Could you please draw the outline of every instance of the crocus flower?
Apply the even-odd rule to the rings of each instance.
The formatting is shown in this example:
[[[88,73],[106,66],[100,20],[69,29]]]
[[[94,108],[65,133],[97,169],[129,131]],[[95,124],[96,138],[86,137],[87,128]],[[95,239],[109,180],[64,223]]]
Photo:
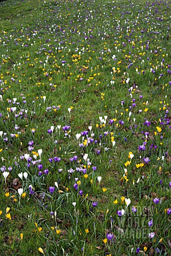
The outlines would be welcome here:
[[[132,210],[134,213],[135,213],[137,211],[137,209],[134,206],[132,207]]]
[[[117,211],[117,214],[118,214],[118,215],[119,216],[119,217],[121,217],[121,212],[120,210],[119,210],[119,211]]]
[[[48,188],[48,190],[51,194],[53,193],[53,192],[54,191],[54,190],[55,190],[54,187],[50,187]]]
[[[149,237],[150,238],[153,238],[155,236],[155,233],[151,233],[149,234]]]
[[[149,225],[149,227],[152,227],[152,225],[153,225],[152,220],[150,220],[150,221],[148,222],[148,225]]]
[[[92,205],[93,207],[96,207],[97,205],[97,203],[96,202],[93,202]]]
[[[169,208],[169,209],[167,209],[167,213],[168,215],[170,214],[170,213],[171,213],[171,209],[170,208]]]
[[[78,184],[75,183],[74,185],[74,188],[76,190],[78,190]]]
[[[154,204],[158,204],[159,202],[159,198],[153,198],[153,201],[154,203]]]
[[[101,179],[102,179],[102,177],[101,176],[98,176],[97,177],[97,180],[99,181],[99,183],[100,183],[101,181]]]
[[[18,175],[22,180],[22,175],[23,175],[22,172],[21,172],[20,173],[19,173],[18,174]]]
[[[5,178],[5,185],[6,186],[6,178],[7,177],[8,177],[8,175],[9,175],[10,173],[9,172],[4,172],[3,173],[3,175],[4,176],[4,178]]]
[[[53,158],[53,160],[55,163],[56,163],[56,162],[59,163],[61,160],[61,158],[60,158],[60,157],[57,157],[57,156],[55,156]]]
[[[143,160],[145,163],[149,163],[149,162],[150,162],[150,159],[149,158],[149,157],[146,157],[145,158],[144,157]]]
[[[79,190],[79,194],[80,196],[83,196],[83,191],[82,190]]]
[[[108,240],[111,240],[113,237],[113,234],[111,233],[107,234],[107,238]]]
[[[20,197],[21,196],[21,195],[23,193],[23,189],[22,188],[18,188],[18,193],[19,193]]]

§

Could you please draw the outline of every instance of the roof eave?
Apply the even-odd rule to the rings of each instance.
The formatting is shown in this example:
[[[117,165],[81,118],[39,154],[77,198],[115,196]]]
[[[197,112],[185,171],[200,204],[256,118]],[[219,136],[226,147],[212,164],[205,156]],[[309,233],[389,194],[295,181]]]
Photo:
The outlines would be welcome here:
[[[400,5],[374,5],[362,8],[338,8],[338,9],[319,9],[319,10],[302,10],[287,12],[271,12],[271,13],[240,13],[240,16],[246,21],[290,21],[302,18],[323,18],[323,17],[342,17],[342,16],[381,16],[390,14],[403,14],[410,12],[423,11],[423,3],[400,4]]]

§

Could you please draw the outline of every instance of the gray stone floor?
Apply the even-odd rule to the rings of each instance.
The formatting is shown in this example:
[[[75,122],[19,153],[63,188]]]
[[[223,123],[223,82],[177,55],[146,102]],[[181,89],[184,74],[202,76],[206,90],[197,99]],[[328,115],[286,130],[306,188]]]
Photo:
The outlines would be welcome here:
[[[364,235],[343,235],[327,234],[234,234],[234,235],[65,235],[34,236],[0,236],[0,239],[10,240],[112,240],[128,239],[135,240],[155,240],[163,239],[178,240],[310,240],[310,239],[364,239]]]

§

» What to work on:
Please pull out each line of the listing that contains the string "draw". Case matters, so only matches with the same capitalization count.

» Completed task:
Could you please draw the outline of every instance of the crocus flower?
Could you please draw the outline of every instance of the roof eave?
Could you please draw the outline of every instance of the gray stone floor?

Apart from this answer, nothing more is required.